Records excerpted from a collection
####

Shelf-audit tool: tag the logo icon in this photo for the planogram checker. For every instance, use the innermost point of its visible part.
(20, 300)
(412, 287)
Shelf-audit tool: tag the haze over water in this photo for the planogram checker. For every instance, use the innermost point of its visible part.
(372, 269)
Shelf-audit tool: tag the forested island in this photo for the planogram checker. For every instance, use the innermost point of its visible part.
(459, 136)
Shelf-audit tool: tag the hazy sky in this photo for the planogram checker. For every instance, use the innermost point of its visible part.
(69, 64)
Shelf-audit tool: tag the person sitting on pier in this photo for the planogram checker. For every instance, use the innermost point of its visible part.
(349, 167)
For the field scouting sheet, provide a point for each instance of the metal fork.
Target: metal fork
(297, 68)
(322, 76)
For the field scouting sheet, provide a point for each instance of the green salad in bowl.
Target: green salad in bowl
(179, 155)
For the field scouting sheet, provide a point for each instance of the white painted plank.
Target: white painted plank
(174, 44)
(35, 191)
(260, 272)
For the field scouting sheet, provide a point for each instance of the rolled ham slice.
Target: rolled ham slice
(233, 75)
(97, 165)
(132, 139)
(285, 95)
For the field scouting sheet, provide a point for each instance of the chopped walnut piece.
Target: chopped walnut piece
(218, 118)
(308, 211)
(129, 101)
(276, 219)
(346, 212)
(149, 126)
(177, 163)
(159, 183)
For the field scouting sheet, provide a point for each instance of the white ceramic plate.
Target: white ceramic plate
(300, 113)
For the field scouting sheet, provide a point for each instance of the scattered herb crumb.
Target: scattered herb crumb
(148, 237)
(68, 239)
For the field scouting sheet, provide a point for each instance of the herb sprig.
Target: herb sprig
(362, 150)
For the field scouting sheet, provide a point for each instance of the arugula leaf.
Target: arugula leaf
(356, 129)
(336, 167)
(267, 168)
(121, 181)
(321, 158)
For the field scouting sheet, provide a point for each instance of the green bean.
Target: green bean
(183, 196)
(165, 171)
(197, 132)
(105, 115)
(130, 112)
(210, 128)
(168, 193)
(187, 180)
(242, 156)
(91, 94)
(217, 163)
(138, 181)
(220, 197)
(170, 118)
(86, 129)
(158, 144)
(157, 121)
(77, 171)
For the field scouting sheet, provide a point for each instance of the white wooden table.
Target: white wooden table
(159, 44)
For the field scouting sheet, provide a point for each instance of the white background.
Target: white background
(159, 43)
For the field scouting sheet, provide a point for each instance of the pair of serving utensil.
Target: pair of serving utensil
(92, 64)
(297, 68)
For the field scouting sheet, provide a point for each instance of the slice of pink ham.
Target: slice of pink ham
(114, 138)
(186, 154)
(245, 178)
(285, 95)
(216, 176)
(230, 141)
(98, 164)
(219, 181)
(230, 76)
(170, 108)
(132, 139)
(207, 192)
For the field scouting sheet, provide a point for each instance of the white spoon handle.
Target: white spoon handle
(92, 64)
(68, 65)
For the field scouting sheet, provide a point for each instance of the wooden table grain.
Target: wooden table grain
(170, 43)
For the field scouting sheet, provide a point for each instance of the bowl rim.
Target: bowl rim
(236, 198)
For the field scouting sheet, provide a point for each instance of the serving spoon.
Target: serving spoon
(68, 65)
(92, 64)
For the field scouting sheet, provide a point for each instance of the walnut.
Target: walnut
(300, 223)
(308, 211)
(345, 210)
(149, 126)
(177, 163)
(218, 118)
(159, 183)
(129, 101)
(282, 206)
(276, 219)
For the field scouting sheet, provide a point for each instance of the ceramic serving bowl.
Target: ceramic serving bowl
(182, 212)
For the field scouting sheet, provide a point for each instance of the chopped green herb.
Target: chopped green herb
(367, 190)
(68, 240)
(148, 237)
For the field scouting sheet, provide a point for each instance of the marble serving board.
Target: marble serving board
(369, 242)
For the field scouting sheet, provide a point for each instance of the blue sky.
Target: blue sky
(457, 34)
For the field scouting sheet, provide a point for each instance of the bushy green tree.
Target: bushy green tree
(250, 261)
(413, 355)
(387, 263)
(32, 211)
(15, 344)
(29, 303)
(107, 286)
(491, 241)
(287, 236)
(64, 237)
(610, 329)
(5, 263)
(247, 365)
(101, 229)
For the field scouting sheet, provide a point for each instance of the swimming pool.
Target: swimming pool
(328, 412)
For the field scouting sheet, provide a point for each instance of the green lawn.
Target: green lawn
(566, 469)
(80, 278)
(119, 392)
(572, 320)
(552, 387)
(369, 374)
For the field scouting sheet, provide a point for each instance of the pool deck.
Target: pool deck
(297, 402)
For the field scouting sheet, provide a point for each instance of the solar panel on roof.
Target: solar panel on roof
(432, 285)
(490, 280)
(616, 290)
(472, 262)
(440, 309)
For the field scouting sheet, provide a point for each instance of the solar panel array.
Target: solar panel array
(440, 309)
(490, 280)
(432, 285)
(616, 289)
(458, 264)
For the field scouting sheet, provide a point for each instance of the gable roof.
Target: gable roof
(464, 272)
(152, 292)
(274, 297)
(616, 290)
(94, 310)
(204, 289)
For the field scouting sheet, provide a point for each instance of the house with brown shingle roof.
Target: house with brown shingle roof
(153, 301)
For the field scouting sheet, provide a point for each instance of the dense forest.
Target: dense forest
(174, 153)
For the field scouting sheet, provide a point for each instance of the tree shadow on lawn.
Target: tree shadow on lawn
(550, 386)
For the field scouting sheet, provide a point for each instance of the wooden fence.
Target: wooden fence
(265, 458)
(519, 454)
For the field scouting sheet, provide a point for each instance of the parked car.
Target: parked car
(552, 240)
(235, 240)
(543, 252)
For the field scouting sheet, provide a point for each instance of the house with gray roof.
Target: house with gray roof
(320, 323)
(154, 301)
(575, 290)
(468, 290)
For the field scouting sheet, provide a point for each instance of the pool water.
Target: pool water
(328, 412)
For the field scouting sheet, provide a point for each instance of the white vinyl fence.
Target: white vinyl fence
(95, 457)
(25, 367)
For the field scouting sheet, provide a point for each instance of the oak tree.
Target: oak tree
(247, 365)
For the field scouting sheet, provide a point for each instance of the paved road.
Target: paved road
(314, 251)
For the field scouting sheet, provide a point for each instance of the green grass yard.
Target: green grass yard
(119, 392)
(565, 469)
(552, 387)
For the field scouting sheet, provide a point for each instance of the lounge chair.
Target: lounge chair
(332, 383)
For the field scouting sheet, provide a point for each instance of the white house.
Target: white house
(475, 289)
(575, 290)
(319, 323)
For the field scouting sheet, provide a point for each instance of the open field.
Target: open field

####

Work to be completed: Report, from the entries above, each line where "open" is found.

Written answer:
For the field scouting sheet, provide a point for each instance of the open field.
Target: open field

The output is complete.